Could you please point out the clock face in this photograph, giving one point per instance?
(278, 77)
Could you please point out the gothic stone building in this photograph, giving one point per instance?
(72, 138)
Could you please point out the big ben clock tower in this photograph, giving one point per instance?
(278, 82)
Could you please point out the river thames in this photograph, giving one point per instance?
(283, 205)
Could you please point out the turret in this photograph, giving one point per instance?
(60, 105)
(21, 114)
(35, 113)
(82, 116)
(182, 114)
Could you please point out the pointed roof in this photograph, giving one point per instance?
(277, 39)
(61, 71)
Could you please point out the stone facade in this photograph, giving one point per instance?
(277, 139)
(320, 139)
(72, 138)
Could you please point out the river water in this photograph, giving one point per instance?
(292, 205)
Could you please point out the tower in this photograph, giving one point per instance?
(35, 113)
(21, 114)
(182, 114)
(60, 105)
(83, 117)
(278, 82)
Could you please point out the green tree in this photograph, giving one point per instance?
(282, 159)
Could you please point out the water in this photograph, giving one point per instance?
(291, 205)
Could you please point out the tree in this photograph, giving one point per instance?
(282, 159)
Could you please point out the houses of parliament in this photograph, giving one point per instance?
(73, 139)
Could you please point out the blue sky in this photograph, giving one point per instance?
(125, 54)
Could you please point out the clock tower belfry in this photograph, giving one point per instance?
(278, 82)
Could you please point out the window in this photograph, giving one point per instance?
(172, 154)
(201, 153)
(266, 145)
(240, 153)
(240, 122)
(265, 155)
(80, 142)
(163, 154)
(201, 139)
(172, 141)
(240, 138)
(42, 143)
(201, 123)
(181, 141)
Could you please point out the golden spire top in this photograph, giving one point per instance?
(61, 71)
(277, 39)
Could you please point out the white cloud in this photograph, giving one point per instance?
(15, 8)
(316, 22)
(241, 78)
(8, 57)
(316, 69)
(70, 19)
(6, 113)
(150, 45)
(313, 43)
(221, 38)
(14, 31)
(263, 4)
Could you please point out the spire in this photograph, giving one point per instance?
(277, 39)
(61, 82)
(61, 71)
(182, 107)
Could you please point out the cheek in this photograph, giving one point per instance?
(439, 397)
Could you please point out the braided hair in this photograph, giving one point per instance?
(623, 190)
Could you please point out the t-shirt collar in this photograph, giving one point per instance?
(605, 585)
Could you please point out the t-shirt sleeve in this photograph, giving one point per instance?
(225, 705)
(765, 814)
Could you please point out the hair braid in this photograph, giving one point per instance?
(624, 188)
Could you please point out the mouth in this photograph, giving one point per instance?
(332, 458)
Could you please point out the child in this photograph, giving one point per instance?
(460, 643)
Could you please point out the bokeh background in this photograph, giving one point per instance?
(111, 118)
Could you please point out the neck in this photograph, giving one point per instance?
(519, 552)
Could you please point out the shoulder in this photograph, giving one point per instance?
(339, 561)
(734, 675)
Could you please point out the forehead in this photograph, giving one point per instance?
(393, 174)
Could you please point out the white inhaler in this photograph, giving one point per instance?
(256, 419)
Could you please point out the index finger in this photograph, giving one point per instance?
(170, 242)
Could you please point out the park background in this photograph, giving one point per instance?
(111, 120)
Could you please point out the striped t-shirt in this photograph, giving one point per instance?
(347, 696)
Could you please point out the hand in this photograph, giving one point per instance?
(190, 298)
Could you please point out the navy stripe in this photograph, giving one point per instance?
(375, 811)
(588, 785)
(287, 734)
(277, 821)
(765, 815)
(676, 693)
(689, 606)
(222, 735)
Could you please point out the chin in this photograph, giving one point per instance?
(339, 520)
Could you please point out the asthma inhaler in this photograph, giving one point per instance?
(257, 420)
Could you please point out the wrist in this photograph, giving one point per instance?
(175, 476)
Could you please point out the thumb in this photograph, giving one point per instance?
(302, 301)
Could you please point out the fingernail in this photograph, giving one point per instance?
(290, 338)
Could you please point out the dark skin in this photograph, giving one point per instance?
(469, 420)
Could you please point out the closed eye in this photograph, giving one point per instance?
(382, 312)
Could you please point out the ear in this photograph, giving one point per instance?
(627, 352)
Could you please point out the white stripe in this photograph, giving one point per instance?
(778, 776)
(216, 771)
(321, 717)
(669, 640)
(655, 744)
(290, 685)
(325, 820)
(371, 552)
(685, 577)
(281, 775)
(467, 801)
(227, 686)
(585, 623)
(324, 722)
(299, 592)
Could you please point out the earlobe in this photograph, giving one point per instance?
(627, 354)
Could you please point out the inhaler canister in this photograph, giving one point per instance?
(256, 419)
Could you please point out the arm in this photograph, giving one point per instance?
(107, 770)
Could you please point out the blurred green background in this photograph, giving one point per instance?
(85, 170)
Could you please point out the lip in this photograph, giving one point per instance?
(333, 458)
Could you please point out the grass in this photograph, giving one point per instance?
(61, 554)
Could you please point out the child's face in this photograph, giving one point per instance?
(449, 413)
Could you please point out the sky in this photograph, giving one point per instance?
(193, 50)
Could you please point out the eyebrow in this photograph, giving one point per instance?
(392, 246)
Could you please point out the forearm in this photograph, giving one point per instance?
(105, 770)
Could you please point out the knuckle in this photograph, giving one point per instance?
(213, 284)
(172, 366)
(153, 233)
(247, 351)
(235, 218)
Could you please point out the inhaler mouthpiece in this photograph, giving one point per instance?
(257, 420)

• • •

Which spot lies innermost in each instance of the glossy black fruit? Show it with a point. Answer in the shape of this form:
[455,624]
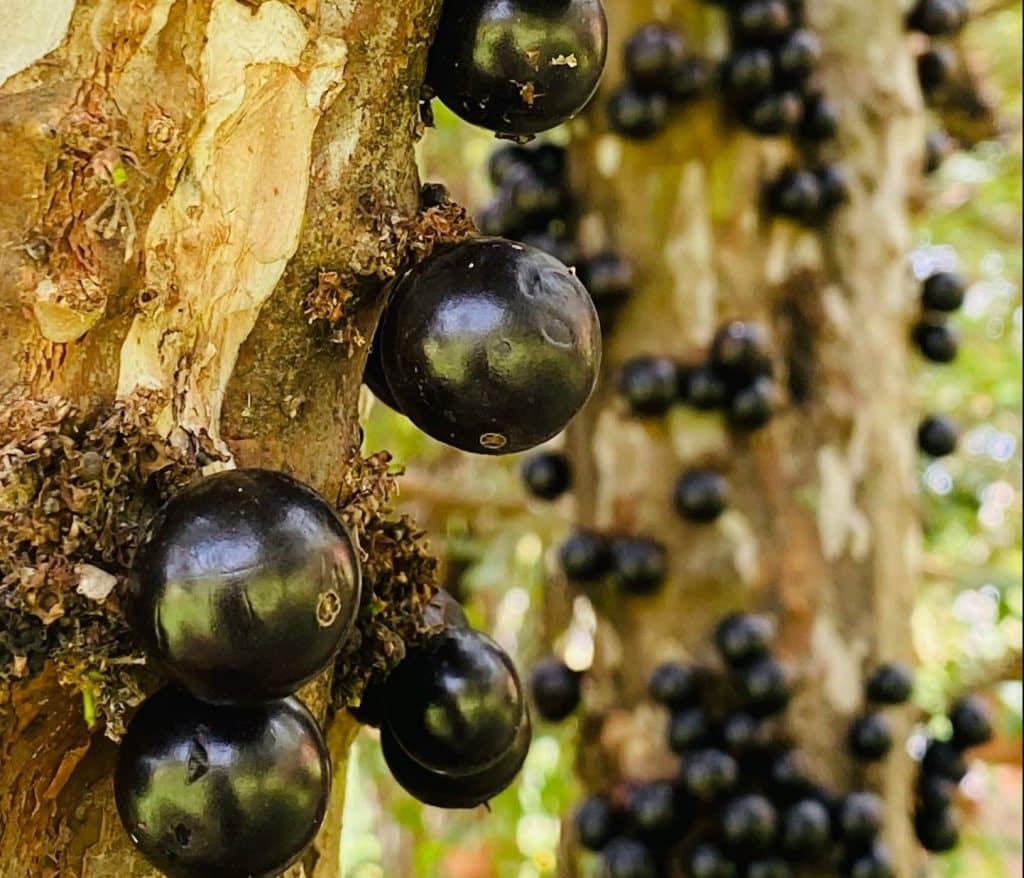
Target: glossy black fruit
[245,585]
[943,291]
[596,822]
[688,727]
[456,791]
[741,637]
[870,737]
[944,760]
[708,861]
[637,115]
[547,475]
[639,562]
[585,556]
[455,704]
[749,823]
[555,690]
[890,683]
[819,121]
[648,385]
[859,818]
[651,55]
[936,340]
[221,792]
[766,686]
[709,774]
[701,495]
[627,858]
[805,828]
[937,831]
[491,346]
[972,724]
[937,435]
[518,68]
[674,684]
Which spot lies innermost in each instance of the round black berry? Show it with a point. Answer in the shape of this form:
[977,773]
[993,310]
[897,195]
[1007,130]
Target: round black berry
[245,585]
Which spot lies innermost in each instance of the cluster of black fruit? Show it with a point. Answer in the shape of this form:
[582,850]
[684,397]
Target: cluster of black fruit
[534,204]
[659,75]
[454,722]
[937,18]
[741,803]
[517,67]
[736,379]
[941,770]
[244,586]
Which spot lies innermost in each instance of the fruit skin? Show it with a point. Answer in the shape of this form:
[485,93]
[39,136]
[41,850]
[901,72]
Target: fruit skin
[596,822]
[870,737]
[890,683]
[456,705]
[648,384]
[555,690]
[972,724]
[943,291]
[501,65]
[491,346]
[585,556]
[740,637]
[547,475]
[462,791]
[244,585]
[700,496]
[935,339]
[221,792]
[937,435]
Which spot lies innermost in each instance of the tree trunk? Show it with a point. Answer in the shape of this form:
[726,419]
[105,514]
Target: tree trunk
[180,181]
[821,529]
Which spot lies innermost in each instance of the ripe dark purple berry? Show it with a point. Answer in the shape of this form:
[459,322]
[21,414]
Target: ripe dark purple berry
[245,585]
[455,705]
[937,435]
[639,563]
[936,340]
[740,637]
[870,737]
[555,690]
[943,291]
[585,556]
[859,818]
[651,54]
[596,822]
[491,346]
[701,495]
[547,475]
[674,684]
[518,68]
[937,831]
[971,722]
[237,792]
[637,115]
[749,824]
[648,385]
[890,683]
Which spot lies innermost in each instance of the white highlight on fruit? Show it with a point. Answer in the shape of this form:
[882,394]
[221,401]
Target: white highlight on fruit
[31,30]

• • •

→ **YOUR GOAL**: Tally the lines in the entries above that contain the word "hair". Reply with the number alone.

→ **SOLUTION FOR THIS PROBLEM**: 2